--- Start of Records for the task ---

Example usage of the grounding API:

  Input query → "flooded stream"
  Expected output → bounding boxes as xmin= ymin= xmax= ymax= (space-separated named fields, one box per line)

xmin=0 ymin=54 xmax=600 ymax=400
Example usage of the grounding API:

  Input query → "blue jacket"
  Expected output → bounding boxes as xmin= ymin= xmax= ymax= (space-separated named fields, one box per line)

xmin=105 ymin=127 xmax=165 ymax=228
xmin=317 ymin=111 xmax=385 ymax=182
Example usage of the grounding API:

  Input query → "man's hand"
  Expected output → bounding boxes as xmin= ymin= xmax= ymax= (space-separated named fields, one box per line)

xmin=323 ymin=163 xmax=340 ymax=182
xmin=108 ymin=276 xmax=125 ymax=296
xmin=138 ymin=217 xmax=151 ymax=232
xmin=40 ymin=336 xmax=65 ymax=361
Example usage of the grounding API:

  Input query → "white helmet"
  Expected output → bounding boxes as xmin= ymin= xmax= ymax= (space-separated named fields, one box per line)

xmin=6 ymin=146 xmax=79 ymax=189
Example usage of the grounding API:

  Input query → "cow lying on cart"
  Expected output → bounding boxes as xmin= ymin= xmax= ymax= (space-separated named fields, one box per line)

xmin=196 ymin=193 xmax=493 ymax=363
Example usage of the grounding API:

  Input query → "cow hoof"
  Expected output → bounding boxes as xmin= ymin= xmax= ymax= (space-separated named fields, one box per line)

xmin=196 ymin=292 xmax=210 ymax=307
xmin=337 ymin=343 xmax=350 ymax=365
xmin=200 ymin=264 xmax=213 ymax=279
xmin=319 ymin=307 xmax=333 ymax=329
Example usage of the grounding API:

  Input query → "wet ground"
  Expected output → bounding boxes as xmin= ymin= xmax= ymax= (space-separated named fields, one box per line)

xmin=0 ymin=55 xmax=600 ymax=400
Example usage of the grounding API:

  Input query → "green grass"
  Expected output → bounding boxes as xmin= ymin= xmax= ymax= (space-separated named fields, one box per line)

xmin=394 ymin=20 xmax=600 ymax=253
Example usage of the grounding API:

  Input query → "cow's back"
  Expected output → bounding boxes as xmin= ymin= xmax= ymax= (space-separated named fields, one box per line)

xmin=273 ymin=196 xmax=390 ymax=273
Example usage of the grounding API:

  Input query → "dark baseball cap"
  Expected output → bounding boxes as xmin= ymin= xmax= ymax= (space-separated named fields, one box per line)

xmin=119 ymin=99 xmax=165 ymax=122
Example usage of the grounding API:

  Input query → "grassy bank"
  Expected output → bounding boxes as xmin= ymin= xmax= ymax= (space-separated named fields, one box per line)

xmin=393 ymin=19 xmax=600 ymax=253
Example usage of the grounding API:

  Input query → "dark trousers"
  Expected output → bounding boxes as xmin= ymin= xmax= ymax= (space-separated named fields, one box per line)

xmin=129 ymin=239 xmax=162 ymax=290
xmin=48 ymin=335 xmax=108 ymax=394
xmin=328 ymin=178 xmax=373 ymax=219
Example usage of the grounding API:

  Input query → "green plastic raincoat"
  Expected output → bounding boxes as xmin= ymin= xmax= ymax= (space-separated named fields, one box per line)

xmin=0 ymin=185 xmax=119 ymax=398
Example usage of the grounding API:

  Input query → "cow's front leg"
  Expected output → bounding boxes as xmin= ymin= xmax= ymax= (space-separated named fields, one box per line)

--- End of Records for the task ---

What to produce —
Please give back everything from the very start of the items down to the line holding "xmin=40 ymin=336 xmax=65 ymax=361", keeping both of those ends and changing nothing.

Correct result —
Example usage of the grounding API:

  Input query → "flooded stream"
  Expected output → bounding boxes as xmin= ymin= xmax= ymax= (space-separated named fields, one box per line)

xmin=0 ymin=54 xmax=600 ymax=400
Example usage of the grounding API:

  Input query → "blue jacket"
  Expected output → bounding boxes as xmin= ymin= xmax= ymax= (space-separated named fields, one box per line)

xmin=105 ymin=127 xmax=165 ymax=228
xmin=317 ymin=111 xmax=385 ymax=182
Example usage of the grounding API:

  Input query → "man's hand"
  Expected output → bounding boxes as xmin= ymin= xmax= ymax= (space-separated named fields, one box per line)

xmin=323 ymin=163 xmax=340 ymax=182
xmin=108 ymin=276 xmax=125 ymax=296
xmin=138 ymin=217 xmax=151 ymax=232
xmin=40 ymin=336 xmax=65 ymax=361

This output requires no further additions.